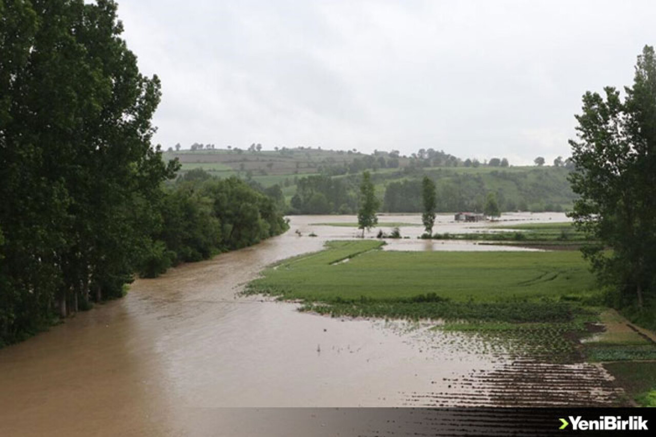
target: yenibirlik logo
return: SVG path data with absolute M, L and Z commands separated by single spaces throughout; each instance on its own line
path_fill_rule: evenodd
M 623 419 L 621 416 L 600 416 L 599 420 L 588 421 L 581 416 L 569 416 L 571 422 L 571 429 L 575 431 L 648 431 L 646 419 L 642 416 L 630 416 L 628 419 Z M 566 429 L 570 425 L 564 419 L 559 429 Z

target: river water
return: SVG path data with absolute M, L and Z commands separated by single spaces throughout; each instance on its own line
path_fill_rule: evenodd
M 440 232 L 472 232 L 440 217 L 438 226 L 451 230 Z M 238 295 L 267 265 L 358 232 L 314 223 L 354 220 L 292 217 L 285 235 L 138 280 L 125 298 L 0 350 L 0 435 L 198 435 L 220 407 L 517 404 L 512 392 L 501 396 L 518 381 L 504 379 L 517 371 L 516 363 L 477 352 L 485 350 L 483 340 L 433 331 L 427 323 L 300 313 L 293 303 Z M 401 228 L 413 238 L 421 230 Z M 310 232 L 318 236 L 307 236 Z M 401 250 L 424 244 L 401 241 L 407 245 Z M 539 375 L 538 365 L 527 365 L 529 373 Z M 577 365 L 539 367 L 554 384 L 558 378 L 571 384 L 573 372 L 587 381 L 554 404 L 614 399 L 613 389 L 597 382 L 607 379 L 603 370 Z M 541 383 L 534 383 L 538 392 Z M 526 383 L 520 385 L 525 392 Z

────

§ **Exercise goal**: Express every entry above as a two-column CSV with the columns "prompt" and "output". Give one row per entry, with its text under "prompt" and its answer under "output", each in a single quoted field with line breaks replaced by spaces, and omit the pictures.

§ **Result of the exercise**:
prompt,output
"target: yenibirlik logo return: SVG path data with absolute M, L and Z commands separated by single spaces throughout; each instance on its own line path_fill_rule: evenodd","M 623 419 L 621 416 L 600 416 L 599 420 L 588 421 L 581 416 L 569 416 L 571 422 L 571 429 L 575 431 L 648 431 L 646 419 L 642 416 L 630 416 L 628 419 Z M 566 429 L 570 425 L 564 419 L 559 429 Z"
"target: river water return: SVG path data with absolute M, L and Z commands separated by single spaces throughout; each instance on its own line path_fill_rule: evenodd","M 440 232 L 472 232 L 440 217 L 438 226 L 451 230 Z M 238 295 L 267 265 L 358 232 L 314 223 L 354 220 L 292 217 L 285 235 L 138 280 L 125 298 L 0 350 L 0 435 L 198 435 L 220 407 L 517 404 L 512 392 L 501 396 L 518 381 L 504 379 L 517 371 L 516 363 L 477 352 L 485 350 L 483 340 L 433 331 L 427 323 L 300 313 L 293 303 Z M 401 228 L 413 238 L 421 230 Z M 310 232 L 318 236 L 307 236 Z M 401 250 L 424 244 L 401 241 L 407 245 Z M 539 375 L 538 365 L 527 365 L 529 373 Z M 577 365 L 539 367 L 554 384 L 558 378 L 571 384 L 573 372 L 587 381 L 554 404 L 614 399 L 613 389 L 597 382 L 607 379 L 603 370 Z M 541 383 L 534 383 L 538 392 Z M 526 383 L 520 385 L 525 392 Z"